What to do
Continue the Scala walkthrough on building an index and running rule mining from the point where it stops.

Excerpted text
We can operate with Index by following operations:
import com.github.propi.rdfrules.data._
import com.github.propi.rdfrules.index._
import java.io.{FileInputStream, FileOutputStream}
//create index from dataset
val index = Dataset("/path/to/data.nq").index()
//create index from graph
Graph("/path/to/data.nt").index()
//create index from cache - partially. That means it only loads triple items index without main fact index. The fact index is loaded as soon as it is needed.
IndexPart.fromCache("index.cache", true)
IndexPart.fromCache(new FileInputStream("index.cache"), false)
//get mapper which maps triple items to number or vice versa
index.tripleItemMap.getIndex(TripleItem.Uri("hasChild")) // get a number for <hasChild> resource
index.tripleItemMap.getTripleItem(1) // get a triple item from number 1
//get fact indexes
//print all graphs bound with predicate 1, subject 2 and object 3
index.tripleMap.getGraphs(1, 2, 3).iterator.foreach(println)
//print a number of all triples with predicate 1 and subject 2
println(index.tripleMap.predicates(1).subjects(2).size)
//evaluate all lazy vals in fact indexes such as sizes and graphs: some values are not evaluated immediately but during a mining process if we need them. This method is suitable for measurement of rule mining to eliminate all secondary calculations.
index.withEvaluatedLazyVals
//create an RdfDataset object from Index
index.toDataset
//serialize the Index object into a file on a disk
index.cache("data.cache")
//or with output stream
index.cache(new FileOutputStream("data.cache"))
//start a rule mining process where the input parameter is a rule mining task (see below for details)
index.mine(
...)
We can create a rule mining task by following operations:
import com.github.propi.rdfrules.algorithm.amie.Amie
import com.github.propi.rdfrules.rule._
import com.github.propi.rdfrules.utils.Debugger
import com.github.propi.rdfrules.index._
//create the AMIE+ rule mining task with default parameters (MinHeadSize = 100, MinHeadCoverage = 0.01, MaxRuleLength = 3)
val miningTask = Amie()
Debugger() { implicit debugger =>
val index = IndexPart.fromCache("data.index", false)
index.mineRules(miningTask)

Excerpted data
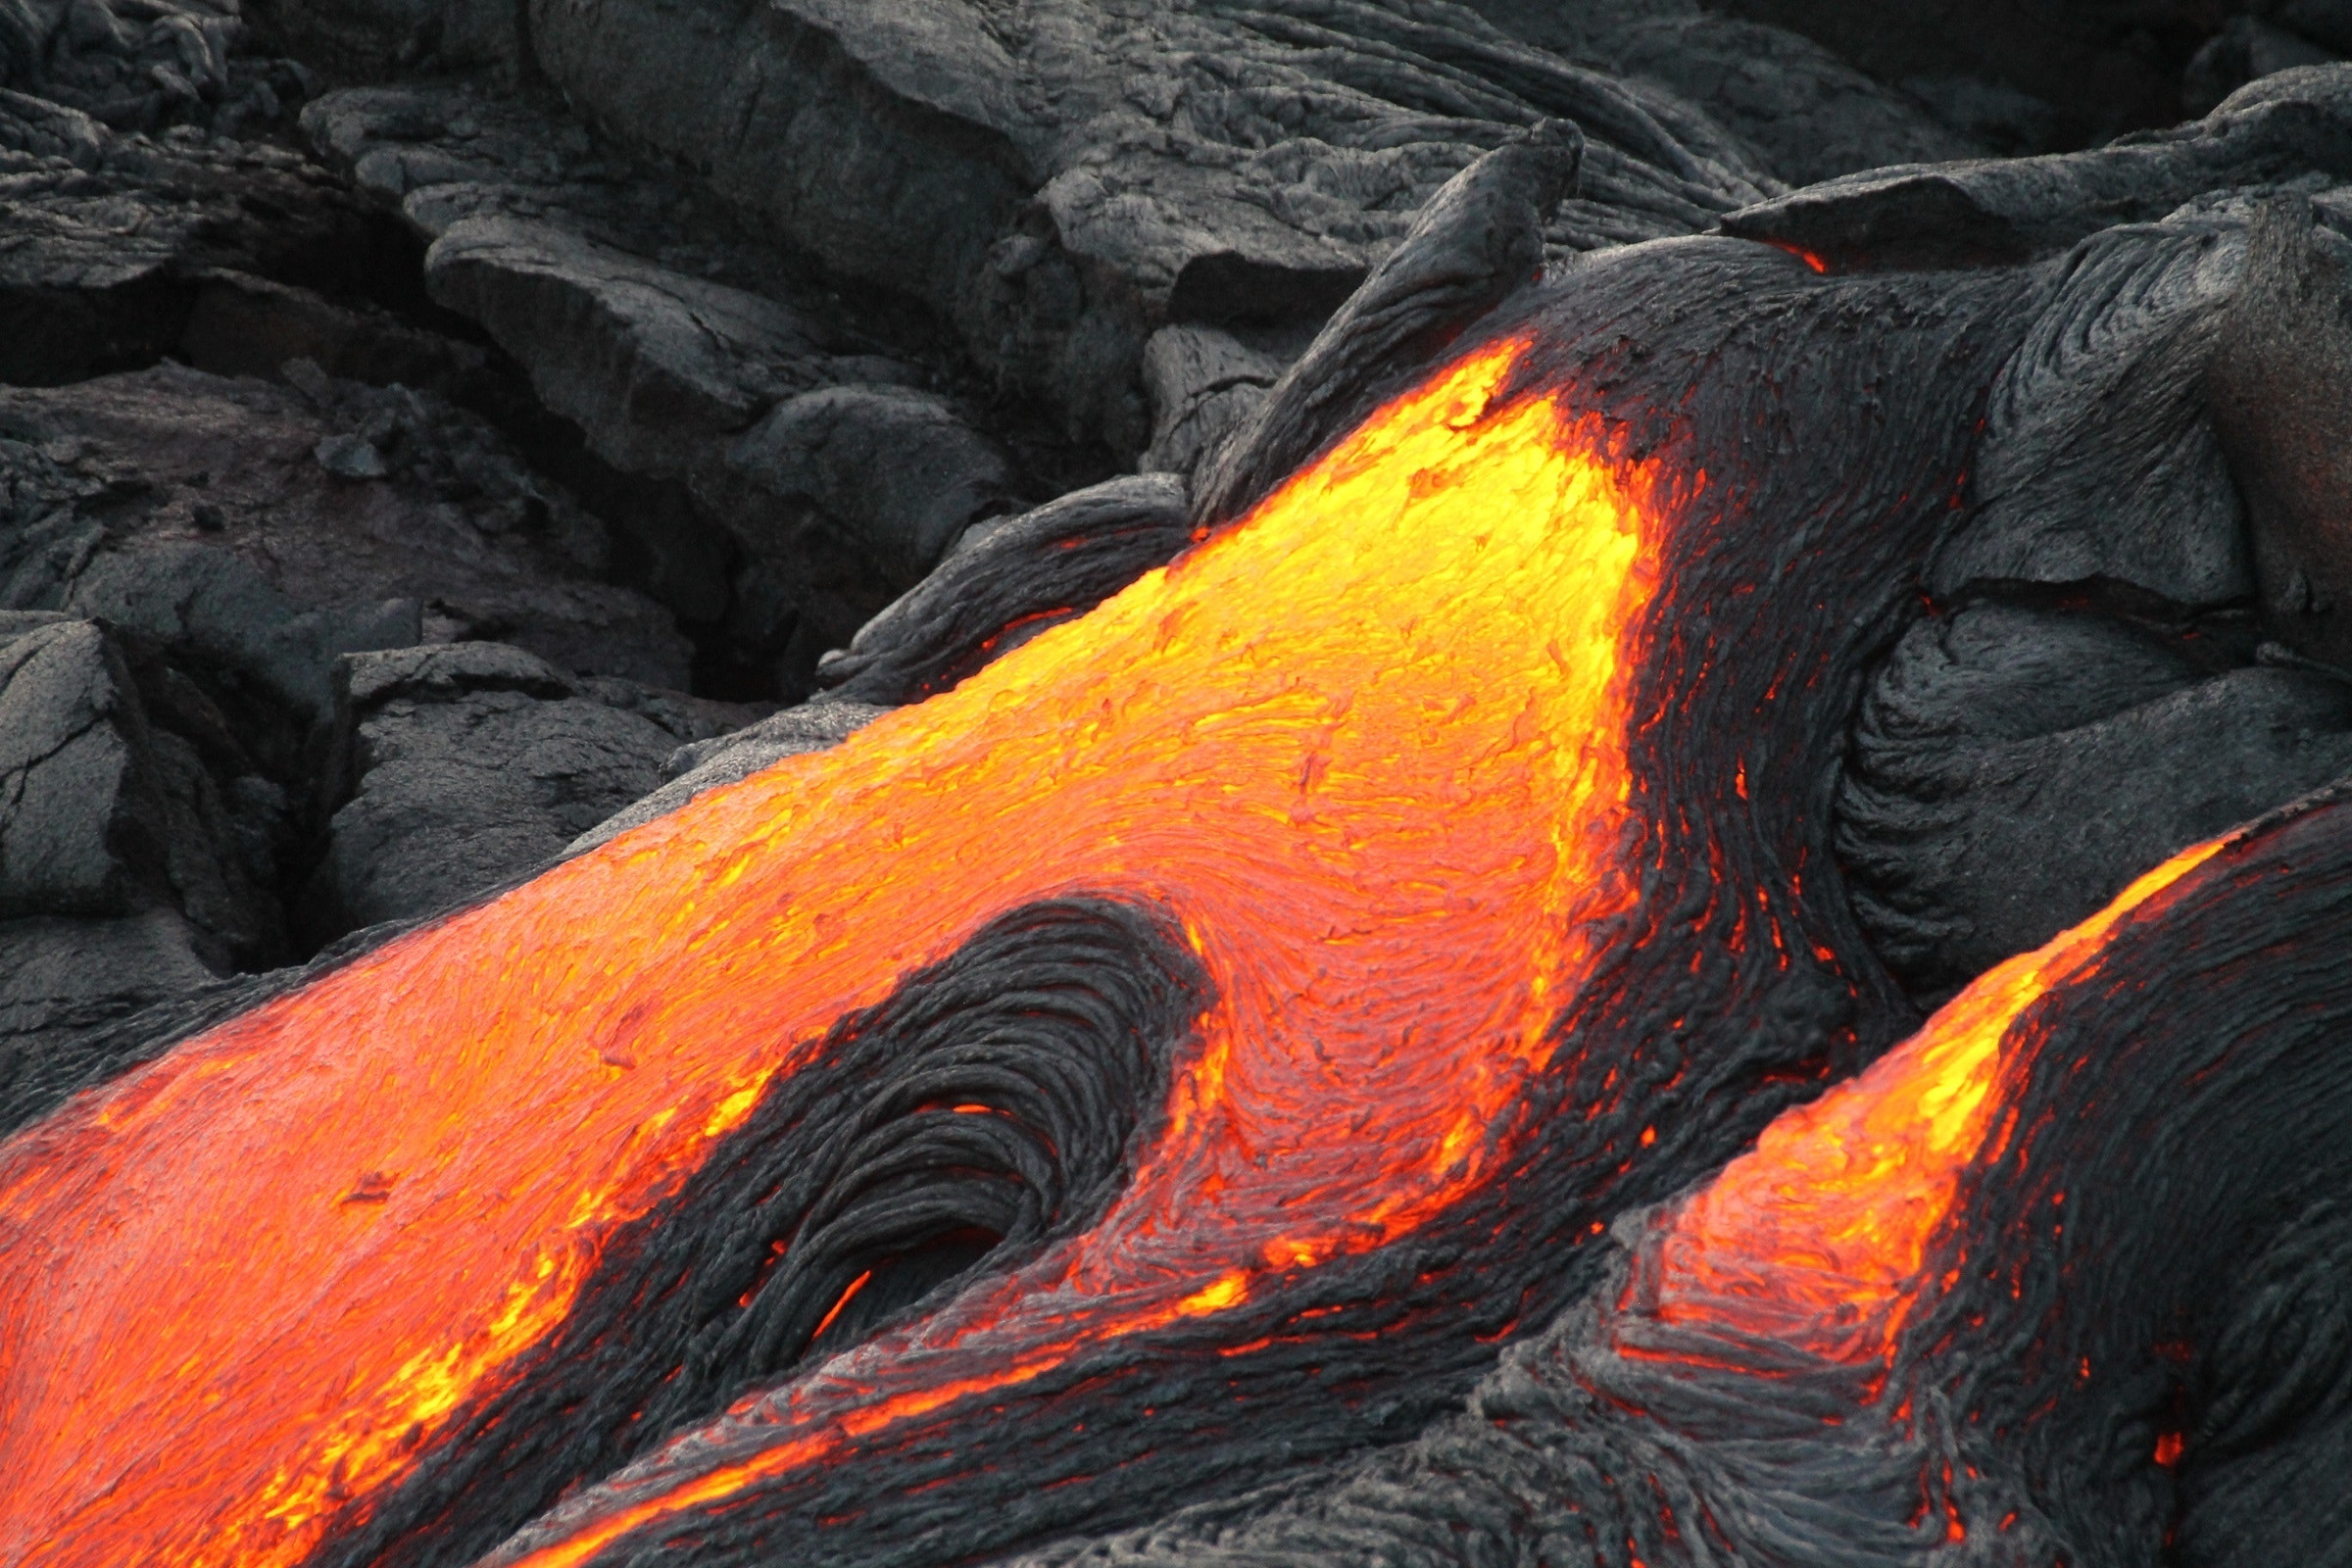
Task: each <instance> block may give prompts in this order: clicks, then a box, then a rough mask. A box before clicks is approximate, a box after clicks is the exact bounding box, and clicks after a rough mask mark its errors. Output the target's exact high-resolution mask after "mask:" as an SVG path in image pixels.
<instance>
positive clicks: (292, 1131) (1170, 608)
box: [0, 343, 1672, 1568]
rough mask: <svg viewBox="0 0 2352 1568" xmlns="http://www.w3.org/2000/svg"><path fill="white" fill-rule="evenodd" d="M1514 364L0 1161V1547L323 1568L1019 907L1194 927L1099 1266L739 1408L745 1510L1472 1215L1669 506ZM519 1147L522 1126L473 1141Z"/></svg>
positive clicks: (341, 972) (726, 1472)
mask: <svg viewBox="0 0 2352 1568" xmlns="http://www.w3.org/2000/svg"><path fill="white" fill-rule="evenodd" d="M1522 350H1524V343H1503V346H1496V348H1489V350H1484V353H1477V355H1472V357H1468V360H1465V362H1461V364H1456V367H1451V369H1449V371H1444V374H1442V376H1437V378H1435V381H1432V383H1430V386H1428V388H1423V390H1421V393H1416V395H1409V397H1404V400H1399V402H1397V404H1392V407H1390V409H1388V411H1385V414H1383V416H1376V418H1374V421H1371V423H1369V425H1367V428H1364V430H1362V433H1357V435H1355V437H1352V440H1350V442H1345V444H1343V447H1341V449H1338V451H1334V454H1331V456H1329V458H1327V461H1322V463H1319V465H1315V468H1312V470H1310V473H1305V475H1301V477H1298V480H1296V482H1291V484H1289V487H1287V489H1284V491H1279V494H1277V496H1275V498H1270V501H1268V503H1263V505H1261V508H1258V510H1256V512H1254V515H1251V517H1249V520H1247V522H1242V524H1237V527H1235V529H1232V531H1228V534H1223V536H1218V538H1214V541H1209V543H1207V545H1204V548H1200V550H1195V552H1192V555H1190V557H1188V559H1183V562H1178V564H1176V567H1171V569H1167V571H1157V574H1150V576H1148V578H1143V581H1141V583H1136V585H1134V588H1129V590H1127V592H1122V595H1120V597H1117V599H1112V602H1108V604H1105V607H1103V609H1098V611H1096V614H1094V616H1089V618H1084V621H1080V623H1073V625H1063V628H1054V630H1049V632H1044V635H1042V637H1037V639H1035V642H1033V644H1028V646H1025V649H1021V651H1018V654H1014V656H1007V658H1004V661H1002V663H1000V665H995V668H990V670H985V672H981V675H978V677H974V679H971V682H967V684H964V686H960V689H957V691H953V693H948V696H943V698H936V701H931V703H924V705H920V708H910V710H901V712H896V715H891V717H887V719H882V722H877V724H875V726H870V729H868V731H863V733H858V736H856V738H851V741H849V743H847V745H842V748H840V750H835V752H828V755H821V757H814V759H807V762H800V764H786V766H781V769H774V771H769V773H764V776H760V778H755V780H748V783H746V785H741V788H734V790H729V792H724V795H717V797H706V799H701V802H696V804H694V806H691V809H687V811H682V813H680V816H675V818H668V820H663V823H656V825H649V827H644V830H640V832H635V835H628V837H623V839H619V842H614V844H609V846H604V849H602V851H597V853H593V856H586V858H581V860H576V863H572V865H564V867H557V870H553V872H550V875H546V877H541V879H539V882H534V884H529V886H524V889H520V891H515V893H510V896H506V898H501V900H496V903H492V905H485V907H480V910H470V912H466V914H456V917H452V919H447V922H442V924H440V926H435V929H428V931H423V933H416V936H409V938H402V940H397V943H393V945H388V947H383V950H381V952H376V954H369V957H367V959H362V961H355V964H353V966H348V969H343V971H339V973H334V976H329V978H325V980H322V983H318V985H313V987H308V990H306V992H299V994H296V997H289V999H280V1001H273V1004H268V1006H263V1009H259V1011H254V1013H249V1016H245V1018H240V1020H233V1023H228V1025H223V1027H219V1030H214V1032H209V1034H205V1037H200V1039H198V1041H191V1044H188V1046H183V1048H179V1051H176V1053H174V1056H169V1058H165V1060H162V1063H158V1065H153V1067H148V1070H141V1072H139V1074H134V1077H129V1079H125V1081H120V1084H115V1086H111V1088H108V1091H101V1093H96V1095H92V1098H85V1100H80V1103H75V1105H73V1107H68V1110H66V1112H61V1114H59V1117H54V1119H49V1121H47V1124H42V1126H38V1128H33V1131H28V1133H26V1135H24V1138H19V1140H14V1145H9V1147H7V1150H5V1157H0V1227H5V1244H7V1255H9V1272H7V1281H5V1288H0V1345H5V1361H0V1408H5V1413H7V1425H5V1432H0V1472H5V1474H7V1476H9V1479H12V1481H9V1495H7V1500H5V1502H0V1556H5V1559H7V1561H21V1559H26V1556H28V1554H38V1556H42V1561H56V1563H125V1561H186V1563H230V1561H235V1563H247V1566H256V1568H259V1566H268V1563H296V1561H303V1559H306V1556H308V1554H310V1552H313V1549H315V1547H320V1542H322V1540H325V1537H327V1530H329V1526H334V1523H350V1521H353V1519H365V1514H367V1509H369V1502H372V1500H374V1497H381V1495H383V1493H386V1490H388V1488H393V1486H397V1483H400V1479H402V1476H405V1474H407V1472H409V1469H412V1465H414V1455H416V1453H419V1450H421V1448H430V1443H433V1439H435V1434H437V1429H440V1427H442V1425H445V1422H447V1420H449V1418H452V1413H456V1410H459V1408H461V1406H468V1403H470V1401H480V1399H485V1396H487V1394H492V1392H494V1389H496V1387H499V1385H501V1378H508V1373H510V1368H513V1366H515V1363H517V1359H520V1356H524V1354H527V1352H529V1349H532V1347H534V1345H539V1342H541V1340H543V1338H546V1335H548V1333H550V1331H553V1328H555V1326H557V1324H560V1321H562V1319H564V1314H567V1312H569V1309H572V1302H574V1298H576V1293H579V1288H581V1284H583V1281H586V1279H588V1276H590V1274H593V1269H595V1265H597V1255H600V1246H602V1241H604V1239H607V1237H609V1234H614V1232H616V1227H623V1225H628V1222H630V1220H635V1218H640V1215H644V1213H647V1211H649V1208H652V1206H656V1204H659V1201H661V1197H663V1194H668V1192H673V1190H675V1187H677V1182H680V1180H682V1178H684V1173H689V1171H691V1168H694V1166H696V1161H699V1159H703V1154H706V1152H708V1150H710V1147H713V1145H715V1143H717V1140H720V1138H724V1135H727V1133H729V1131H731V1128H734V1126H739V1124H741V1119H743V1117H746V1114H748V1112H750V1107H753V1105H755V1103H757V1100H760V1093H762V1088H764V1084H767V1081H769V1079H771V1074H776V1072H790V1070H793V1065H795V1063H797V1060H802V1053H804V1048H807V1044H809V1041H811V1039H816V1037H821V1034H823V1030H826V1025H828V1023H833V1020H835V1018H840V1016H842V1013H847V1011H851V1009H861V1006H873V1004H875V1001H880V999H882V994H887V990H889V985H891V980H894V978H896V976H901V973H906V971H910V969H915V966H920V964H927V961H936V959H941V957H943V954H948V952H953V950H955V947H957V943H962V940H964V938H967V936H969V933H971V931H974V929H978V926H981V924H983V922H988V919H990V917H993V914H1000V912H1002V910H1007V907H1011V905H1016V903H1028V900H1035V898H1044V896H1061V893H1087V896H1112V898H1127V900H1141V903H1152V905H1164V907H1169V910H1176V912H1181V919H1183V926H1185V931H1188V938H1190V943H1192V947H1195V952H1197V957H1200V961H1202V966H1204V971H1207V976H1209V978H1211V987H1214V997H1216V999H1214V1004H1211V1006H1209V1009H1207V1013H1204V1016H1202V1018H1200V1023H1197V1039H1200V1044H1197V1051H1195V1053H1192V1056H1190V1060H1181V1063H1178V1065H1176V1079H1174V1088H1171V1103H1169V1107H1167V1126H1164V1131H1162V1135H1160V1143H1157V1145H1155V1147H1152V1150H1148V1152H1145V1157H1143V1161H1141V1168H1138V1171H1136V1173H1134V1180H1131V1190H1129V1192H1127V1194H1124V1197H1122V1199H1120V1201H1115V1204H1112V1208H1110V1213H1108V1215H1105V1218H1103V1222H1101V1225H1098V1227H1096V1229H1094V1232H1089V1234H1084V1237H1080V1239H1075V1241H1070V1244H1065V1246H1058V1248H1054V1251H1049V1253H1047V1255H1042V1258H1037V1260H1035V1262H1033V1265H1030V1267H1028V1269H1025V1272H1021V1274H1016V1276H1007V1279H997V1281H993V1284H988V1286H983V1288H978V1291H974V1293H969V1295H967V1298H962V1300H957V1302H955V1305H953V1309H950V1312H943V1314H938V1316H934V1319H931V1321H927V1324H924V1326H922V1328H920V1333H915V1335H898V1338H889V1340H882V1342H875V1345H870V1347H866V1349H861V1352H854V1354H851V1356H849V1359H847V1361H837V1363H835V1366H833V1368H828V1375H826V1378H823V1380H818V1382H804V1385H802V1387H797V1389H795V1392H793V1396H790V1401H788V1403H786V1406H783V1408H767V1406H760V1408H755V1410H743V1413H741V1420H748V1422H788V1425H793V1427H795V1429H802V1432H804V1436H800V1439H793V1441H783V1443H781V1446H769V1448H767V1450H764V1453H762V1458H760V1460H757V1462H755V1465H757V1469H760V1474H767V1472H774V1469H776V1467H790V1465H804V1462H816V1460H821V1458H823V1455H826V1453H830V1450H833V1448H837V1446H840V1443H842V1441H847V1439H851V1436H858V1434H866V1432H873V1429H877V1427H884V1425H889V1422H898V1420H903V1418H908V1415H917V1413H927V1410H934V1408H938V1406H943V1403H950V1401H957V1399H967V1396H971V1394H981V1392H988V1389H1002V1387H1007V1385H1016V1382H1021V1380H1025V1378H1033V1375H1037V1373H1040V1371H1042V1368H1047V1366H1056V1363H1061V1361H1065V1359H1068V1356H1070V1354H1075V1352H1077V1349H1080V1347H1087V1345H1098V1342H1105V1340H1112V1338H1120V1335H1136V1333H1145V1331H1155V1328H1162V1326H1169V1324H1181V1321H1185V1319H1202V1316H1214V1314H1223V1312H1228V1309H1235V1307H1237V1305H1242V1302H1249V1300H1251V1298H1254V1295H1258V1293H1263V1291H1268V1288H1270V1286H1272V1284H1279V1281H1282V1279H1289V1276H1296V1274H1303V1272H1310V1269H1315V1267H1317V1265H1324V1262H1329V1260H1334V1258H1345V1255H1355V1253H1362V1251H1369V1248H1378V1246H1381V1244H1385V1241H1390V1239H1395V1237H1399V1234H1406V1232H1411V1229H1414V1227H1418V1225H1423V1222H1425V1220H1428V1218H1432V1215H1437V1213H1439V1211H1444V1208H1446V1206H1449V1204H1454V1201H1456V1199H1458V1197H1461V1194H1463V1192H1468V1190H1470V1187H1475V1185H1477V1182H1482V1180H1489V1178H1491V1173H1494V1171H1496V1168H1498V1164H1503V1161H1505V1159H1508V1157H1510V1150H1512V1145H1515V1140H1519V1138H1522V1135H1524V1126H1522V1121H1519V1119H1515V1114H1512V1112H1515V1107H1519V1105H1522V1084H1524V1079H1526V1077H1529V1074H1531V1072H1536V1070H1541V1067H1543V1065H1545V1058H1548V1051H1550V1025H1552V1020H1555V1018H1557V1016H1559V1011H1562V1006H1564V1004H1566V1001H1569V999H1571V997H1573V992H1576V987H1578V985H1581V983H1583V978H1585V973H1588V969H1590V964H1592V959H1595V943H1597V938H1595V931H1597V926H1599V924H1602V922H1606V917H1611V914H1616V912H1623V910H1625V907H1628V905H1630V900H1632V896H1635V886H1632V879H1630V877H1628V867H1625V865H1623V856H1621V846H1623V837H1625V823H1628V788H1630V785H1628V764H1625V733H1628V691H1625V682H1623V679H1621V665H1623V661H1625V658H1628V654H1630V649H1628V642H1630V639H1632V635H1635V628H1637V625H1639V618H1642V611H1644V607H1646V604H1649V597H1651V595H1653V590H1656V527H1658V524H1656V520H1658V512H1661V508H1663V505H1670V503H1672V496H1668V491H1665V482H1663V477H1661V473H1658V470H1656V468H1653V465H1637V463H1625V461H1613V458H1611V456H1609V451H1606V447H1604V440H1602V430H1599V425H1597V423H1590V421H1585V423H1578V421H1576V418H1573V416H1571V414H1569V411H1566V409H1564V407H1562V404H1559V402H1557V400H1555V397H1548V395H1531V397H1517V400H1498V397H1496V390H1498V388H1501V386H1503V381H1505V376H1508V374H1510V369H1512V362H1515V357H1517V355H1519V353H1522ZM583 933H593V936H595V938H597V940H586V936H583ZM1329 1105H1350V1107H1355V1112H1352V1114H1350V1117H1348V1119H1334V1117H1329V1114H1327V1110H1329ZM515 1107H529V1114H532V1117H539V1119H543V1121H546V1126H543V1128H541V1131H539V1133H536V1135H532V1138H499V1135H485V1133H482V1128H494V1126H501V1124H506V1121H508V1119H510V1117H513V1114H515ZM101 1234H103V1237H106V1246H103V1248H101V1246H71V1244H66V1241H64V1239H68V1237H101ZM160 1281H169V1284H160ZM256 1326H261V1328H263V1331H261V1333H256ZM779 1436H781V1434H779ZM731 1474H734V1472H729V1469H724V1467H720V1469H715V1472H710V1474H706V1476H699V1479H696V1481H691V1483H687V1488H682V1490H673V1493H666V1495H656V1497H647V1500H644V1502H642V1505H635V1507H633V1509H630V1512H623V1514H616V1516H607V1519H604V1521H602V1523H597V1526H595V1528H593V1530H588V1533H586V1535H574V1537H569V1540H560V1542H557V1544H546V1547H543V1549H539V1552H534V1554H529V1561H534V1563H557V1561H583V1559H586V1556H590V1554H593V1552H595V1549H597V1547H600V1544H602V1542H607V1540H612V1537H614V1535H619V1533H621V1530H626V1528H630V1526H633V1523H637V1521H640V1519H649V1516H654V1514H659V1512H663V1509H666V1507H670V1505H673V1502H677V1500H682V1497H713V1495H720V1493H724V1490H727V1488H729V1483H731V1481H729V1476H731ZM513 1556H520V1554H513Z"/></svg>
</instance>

Expected answer
}
//optionally you can attach your own logger to manage log messages
We can add thresholds, rule patterns and constraints to the created mining task:
import com.github.propi.rdfrules.algorithm.amie.Amie
import com.github.propi.rdfrules.data._
import com.github.propi.rdfrules.index.IndexPart
import com.github.propi.rdfrules.rule.RuleConstraint.ConstantsAtPosition.ConstantsPosition
import com.github.propi.rdfrules.rule._
val miningTask = Amie()
val index = IndexPart.fromCache("data.index", false)
val preparedMiningTask = miningTask
.addThreshold(Threshold.MinHeadCoverage(0.1))
//add rule pattern: * => isMarriedTo(Any, Any)
.addPattern(AtomPattern(predicate = TripleItem.Uri("isMarriedTo")))
//add rule pattern: Any(?a, Any, <yago>) ^ Any(Any, AnyConstant) => isMarriedTo(Any, Any)
.addPattern(AtomPattern(graph = TripleItem.Uri("yago"), subject = 'a') &: AtomPattern(`object` = AnyConstant) =>: AtomPattern(predicate = TripleItem.Uri("isMarriedTo")))
//add rule pattern: hasChild(Any, Any) => *
.addPattern(AtomPattern(predicate = TripleItem.Uri("hasChild")) =>: None)
.addConstraint(RuleConstraint.ConstantsAtPosition(ConstantsPosition.Nowhere))
index.mineRules(preparedMiningTask)
All possibilities of thresholds, patterns and constraints are described in the code: Threshold.scala , RulePattern.scala , AtomPattern.scala and RuleConstraint.scala
The Ruleset object is created by the mining process or can be loaded from cache.
import com.github.propi.rdfrules.algorithm.amie.Amie
import com.github.propi.rdfrules.index.IndexPart
import com.github.propi.rdfrules.ruleset._
import java.io.FileInputStream
val index = IndexPart.fromCache("data.index", false)
val ruleset = index.mineRules(Amie())
//or from cache
Ruleset.fromCache(index, "rules.cache")
Ruleset.fromCache(index, new FileInputStream("rules.cache"))
We need to attach the Index object if we load rules from cache. The RuleSet contains rules in the mapped numeric form. Hence, we need the Index object to map all numbers back to readable triple items and, of course, also to compute additional measures of significance. The RuleSet object keeps all mined rules in memory. We can transform it by filtering, mapping, sorting and computing functions.
import com.github.propi.rdfrules.algorithm.clustering.{DbScan, SimilarityCounting}
import com.github.propi.rdfrules.data._
import com.github.propi.rdfrules.index.IndexPart
import com.github.propi.rdfrules.rule.{Measure, Rule}
import com.github.propi.rdfrules.ruleset._
import java.io.FileOutputStream
val index = IndexPart.fromCache("data.index", false)
val ruleset = Ruleset.fromCache(index, "rules.cache")
ruleset
//filter rules
.filter(rule => rule.measures(Measure.HeadCoverage).value > 0.2)
//sort by defaults: Cluster, PcaConfidence, Lift, Confidence, HeadCoverage
.sorted
//sort by selected measures
.sortBy(Measure.HeadCoverage, Measure.Lift)
//sort by rule length and then by selected measures
.sortByRuleLength(Measure.HeadCoverage)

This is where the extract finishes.